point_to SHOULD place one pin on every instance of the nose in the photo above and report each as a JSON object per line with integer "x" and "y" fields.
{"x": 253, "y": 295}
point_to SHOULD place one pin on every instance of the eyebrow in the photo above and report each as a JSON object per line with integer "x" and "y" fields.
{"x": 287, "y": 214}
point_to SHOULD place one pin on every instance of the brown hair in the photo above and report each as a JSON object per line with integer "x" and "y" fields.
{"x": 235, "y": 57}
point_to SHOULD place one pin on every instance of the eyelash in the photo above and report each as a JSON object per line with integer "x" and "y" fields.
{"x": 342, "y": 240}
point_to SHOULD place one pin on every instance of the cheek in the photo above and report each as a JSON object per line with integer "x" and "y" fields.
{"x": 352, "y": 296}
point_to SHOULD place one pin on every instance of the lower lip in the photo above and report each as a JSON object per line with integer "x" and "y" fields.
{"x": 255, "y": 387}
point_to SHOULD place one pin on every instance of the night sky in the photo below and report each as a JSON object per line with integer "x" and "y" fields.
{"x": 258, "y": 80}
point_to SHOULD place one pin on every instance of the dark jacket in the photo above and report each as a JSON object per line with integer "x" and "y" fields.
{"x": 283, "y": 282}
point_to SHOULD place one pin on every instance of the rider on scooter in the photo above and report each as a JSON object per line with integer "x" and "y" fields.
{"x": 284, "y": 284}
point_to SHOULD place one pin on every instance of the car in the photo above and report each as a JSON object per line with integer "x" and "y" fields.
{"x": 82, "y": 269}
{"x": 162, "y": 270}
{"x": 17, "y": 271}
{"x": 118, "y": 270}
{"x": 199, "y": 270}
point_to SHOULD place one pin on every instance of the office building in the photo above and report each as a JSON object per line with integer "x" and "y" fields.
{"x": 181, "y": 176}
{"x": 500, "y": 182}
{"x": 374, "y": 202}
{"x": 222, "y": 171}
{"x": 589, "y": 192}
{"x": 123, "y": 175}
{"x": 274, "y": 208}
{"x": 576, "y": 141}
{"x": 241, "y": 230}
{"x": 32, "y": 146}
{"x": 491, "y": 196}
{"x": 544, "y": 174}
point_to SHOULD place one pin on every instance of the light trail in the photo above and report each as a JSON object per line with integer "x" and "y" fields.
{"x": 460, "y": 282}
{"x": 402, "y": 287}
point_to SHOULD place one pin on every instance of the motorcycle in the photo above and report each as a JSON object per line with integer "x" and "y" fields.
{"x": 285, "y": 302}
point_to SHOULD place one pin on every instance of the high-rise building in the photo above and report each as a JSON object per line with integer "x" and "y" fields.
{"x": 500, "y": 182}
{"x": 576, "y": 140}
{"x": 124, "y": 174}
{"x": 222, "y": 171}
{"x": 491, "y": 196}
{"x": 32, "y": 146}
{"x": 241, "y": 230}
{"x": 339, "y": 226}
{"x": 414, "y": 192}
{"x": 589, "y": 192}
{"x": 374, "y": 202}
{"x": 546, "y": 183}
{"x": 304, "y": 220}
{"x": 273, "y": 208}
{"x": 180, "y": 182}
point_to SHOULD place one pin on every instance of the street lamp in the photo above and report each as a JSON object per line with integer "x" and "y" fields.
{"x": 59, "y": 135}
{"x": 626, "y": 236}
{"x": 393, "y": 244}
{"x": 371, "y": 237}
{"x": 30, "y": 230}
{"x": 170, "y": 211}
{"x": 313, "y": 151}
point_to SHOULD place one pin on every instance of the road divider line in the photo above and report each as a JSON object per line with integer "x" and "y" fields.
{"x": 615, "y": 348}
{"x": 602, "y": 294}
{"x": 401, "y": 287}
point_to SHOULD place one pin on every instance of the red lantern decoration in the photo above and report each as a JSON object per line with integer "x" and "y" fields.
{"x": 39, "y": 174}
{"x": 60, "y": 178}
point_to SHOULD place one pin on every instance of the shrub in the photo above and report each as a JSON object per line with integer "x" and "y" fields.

[WORK TASK]
Your response must consist of the entries, reproduced exactly.

[EXERCISE OUTPUT]
point_to SHOULD place one pin on every instance of the nose in the photo above and report each as a JSON object per line with integer "x" and "y" fields.
{"x": 253, "y": 295}
point_to SHOULD place one pin on every instance of the eyebrow in the photo above and report each as a JSON object per line with integer "x" and "y" fields.
{"x": 287, "y": 214}
point_to SHOULD place one pin on every instance of the brown hair in the photo above and report each as a JSON object per line with integer "x" and "y" fields.
{"x": 235, "y": 57}
point_to SHOULD place one pin on every instance of the eyelash in the photo above and report each as a JSON object per line with integer "x" and "y" fields.
{"x": 342, "y": 240}
point_to SHOULD place one pin on every instance of the cheek in the photo above and report each as a JSON object per line with integer "x" and "y" fields.
{"x": 352, "y": 296}
point_to SHOULD place one pin on every instance of the lower lip in the photo above and report each as a JSON object per line with integer "x" and "y" fields.
{"x": 255, "y": 387}
point_to SHOULD place one pin on every instance of the night sky in the photo below and report each as a JSON object per line with integer "x" and "y" fields.
{"x": 258, "y": 80}
point_to SHOULD place one pin on every instance of the dark jacket in the photo above and report each as a JSON object per line with integer "x" and "y" fields.
{"x": 283, "y": 282}
point_to SHOULD place one pin on every instance of the rider on scooter in the photo above and report each as a JSON object per line with integer "x" and "y" fields.
{"x": 284, "y": 284}
point_to SHOULD place one pin on every instance of the car in the photo above and report each as a JSON object per line with integer "x" and "y" fields.
{"x": 82, "y": 269}
{"x": 162, "y": 270}
{"x": 17, "y": 271}
{"x": 118, "y": 270}
{"x": 199, "y": 270}
point_to SHOULD place one pin on every instance of the office building in the photo above and report each as a JSON object per line with integer "x" and "y" fields.
{"x": 181, "y": 176}
{"x": 500, "y": 182}
{"x": 374, "y": 202}
{"x": 222, "y": 171}
{"x": 589, "y": 192}
{"x": 123, "y": 175}
{"x": 274, "y": 208}
{"x": 576, "y": 141}
{"x": 241, "y": 230}
{"x": 32, "y": 146}
{"x": 491, "y": 196}
{"x": 544, "y": 174}
point_to SHOULD place one pin on every instance of the light trail in the photo above and report each as a JSON object per line with integer "x" and "y" fields.
{"x": 460, "y": 282}
{"x": 402, "y": 287}
point_to SHOULD place one pin on every instance of the motorcycle in the photo above and report each as a JSON object per line with integer "x" and "y" fields.
{"x": 285, "y": 302}
point_to SHOULD place one pin on every instance of the high-rise building in the photo above and report each as a JSON object per line with integer "x" and "y" fields.
{"x": 500, "y": 182}
{"x": 576, "y": 140}
{"x": 124, "y": 174}
{"x": 222, "y": 171}
{"x": 491, "y": 196}
{"x": 32, "y": 146}
{"x": 241, "y": 230}
{"x": 339, "y": 226}
{"x": 414, "y": 192}
{"x": 589, "y": 192}
{"x": 374, "y": 202}
{"x": 546, "y": 183}
{"x": 304, "y": 220}
{"x": 273, "y": 208}
{"x": 180, "y": 182}
point_to SHOULD place one pin on every instance of the street lamp in the photo above and report each as a JSON object per line with integer "x" and "y" fields.
{"x": 59, "y": 135}
{"x": 626, "y": 236}
{"x": 393, "y": 244}
{"x": 371, "y": 237}
{"x": 30, "y": 230}
{"x": 170, "y": 211}
{"x": 313, "y": 151}
point_to SHOULD place one pin on every instance of the road divider line in the photo above and report each as a JSON object per line with integer "x" and "y" fields.
{"x": 615, "y": 348}
{"x": 602, "y": 294}
{"x": 401, "y": 287}
point_to SHOULD place one pin on every instance of the red lantern decoration in the photo above and report each as a JSON object per line with integer "x" and "y" fields.
{"x": 39, "y": 174}
{"x": 60, "y": 178}
point_to SHOULD place one pin on every instance of the shrub in the photo above and report each as a JSON object per line with integer "x" and "y" fields.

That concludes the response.